Location annotation dataset excerpts:
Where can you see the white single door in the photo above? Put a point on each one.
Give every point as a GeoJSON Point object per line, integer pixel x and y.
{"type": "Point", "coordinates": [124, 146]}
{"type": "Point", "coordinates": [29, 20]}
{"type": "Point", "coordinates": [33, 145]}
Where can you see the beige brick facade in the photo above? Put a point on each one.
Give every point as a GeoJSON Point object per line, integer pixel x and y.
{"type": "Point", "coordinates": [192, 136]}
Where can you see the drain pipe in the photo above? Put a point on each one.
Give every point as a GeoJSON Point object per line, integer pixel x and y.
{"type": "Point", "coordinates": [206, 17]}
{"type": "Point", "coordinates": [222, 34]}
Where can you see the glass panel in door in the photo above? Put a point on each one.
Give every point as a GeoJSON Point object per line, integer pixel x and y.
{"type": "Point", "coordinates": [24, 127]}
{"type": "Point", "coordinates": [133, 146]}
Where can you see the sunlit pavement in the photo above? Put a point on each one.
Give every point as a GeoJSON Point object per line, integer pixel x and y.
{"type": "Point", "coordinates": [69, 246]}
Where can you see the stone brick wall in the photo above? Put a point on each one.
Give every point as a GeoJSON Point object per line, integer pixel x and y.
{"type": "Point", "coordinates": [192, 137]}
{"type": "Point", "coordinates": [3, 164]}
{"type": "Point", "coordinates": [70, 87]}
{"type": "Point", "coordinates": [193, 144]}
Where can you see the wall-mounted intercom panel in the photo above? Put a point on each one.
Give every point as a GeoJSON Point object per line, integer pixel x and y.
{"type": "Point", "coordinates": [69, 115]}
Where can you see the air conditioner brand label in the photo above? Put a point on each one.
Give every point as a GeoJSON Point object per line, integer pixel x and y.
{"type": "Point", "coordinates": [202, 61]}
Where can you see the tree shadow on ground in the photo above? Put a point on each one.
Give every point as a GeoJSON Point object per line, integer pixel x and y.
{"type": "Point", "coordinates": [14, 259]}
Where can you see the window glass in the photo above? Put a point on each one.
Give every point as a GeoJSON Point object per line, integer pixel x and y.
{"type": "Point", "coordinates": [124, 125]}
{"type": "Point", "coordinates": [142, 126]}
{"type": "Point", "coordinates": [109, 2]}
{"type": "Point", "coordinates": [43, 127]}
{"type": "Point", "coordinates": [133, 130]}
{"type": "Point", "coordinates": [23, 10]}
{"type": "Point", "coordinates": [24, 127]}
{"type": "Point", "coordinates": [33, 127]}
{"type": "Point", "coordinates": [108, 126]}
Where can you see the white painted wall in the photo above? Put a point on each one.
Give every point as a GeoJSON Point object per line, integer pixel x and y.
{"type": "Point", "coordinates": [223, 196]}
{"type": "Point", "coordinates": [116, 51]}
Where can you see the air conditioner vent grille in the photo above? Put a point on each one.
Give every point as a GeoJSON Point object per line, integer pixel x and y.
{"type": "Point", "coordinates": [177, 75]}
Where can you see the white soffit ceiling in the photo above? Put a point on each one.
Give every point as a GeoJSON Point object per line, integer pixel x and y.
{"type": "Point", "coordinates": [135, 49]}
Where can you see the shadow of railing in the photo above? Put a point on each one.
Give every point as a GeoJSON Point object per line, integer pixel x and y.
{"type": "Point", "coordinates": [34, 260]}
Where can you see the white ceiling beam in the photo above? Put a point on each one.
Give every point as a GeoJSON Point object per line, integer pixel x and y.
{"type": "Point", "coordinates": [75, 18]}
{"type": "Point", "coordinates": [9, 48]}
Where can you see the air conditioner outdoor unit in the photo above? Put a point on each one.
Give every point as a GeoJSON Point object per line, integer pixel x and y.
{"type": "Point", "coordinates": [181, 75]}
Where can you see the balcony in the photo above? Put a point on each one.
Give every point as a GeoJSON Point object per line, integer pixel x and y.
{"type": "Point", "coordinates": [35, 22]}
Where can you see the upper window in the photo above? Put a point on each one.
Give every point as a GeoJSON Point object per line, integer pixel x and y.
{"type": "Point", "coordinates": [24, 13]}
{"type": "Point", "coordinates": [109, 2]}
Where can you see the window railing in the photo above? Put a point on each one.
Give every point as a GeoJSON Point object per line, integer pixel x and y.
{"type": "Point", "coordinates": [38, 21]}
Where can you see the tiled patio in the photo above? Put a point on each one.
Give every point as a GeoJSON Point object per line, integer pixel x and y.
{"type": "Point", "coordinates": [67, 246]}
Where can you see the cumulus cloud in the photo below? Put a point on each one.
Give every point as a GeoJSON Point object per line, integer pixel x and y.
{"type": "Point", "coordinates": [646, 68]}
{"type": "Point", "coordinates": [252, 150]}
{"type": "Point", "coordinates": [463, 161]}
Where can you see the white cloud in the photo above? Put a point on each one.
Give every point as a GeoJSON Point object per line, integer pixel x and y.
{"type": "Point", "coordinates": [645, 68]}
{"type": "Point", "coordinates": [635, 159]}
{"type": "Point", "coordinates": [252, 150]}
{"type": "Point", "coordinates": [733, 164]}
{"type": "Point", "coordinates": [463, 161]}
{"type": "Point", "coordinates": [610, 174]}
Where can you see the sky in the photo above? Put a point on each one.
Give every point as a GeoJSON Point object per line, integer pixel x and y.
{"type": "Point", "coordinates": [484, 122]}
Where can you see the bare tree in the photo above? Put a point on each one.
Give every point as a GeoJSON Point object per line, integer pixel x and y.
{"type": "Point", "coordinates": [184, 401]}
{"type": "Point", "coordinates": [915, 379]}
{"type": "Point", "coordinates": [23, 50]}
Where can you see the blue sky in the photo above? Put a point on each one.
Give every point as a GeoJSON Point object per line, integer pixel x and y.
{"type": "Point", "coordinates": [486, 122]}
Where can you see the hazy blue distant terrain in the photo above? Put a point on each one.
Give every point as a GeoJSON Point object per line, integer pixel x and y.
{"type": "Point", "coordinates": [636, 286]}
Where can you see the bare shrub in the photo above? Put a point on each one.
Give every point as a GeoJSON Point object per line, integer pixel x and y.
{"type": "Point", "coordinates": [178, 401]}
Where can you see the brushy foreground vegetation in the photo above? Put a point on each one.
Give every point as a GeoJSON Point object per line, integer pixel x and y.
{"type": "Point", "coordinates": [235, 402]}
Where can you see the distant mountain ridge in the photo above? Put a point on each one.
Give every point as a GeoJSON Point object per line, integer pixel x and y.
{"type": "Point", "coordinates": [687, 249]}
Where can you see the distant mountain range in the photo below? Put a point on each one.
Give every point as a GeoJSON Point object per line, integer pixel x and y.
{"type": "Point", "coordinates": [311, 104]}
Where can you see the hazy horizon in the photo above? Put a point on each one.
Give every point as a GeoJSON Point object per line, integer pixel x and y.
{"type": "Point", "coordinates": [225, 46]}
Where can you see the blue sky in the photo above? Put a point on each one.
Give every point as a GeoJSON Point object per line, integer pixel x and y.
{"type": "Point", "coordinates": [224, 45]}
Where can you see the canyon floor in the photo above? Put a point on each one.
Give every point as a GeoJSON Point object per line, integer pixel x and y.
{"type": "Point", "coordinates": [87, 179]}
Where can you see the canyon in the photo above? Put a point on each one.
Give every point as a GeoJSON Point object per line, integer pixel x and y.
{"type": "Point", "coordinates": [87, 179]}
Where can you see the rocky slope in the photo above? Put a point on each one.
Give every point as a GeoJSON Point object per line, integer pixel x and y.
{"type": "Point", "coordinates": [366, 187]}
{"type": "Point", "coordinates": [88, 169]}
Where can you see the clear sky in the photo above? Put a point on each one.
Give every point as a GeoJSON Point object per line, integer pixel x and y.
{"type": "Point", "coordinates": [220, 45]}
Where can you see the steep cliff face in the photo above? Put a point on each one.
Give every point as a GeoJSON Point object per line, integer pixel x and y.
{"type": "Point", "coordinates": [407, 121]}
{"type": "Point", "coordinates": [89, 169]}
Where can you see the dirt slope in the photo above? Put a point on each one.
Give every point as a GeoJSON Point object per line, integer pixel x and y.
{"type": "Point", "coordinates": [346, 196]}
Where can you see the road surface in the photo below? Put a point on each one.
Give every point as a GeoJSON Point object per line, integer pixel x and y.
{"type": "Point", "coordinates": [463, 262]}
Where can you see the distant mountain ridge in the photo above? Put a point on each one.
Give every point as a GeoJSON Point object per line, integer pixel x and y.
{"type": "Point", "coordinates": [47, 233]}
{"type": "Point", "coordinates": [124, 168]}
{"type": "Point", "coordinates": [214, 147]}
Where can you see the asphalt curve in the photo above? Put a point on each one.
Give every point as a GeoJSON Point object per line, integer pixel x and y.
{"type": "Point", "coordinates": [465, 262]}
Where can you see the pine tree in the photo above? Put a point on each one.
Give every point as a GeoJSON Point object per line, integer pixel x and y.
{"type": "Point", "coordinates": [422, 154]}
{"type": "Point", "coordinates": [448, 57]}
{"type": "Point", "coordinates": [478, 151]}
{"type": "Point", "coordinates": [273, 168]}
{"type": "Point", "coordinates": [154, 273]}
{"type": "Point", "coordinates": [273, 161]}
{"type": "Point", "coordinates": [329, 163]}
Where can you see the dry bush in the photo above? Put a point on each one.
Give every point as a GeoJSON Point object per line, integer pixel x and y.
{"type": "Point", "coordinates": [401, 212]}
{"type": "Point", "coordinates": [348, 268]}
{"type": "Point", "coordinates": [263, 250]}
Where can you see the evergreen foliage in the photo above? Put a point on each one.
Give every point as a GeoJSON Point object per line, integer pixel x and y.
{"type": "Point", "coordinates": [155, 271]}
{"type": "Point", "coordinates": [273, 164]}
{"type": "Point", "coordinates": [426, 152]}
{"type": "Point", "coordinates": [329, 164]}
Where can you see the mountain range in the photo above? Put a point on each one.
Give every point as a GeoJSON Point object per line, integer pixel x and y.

WHAT THIS TASK INVOLVES:
Copy the rows from the line containing "Where can you see the mountain" through the end of the rows, replacing "mountain range" with "ridge line" and leaving everything else unchanged.

EXERCISE OUTPUT:
Where can you see the ridge line in the photo above? Put a point on each one.
Give every point as a GeoJSON Point object per line, integer pixel x and y.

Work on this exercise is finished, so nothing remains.